▶ Exercise inputs
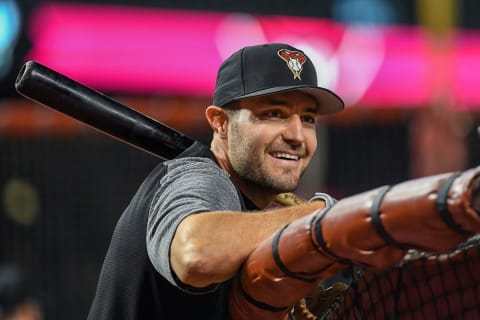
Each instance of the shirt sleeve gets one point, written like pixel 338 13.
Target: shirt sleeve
pixel 190 185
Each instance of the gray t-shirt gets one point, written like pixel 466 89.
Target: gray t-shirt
pixel 190 185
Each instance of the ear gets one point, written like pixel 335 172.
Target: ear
pixel 218 120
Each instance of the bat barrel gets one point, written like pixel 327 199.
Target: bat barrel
pixel 54 90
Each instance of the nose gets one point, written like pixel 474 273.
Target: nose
pixel 293 132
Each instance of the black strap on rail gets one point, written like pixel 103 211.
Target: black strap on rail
pixel 278 260
pixel 322 245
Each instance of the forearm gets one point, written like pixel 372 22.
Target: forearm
pixel 210 247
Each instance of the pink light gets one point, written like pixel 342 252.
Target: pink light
pixel 177 52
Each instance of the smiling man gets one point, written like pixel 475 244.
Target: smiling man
pixel 196 218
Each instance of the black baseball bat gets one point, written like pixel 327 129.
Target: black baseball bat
pixel 54 90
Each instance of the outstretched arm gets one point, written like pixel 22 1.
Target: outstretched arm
pixel 374 228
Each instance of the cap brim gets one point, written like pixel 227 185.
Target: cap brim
pixel 328 102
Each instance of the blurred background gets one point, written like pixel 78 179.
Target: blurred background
pixel 408 70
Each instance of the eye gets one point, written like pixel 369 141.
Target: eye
pixel 274 114
pixel 309 119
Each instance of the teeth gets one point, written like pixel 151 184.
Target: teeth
pixel 286 156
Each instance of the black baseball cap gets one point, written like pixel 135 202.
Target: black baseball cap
pixel 271 68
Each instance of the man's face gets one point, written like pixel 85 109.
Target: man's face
pixel 272 139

▶ Task directions
If any entry holds a picture, drop the picture and copy everything else exactly.

▶ Output below
Each instance of the shirt sleeve gets one point, written like pixel 338 13.
Target: shirt sleeve
pixel 190 185
Each instance of the gray t-shirt gets one point, written like pixel 466 89.
Target: gray t-shirt
pixel 190 185
Each instance of the ear gets one point, written like pixel 335 172.
Target: ear
pixel 218 120
Each instance of the bat barrel gets one point, written like pixel 327 199.
Target: bat barrel
pixel 54 90
Each instance of the nose gets one point, written like pixel 474 273.
Target: nose
pixel 293 132
Each instance of the black strap on rail gets one point, written like pixel 103 211.
Target: black strap on rail
pixel 278 260
pixel 322 245
Each instance of the forearm gets one point, written like pixel 372 22.
Target: forearm
pixel 210 247
Each instance of the pink light gets one point, written like pixel 342 252.
Target: pink light
pixel 177 52
Each instance of the smiling man gets one point, written like pixel 475 244.
Target: smiling man
pixel 196 218
Each instance of the black baseball bat gets one point, written like pixel 327 129.
Target: black baseball bat
pixel 54 90
Each instance of the outstretched arm gets one point, written like pixel 22 1.
Target: outstretched arm
pixel 374 228
Each instance of the cap brim gets one point, written like pixel 227 185.
Target: cap brim
pixel 328 102
Each instance of the blurred background gets one point, written like pixel 78 179.
Target: blurred background
pixel 408 70
Each instance of the eye gets one point, written like pixel 369 141.
Target: eye
pixel 274 114
pixel 309 119
Each instance of the teeth gets one point, written like pixel 151 184.
Target: teeth
pixel 286 156
Each instance of the black baseball cap gets one point, written like pixel 135 202.
Target: black baseball cap
pixel 271 68
Each instance of the man's face gets one point, written like pixel 85 109.
Target: man's face
pixel 272 139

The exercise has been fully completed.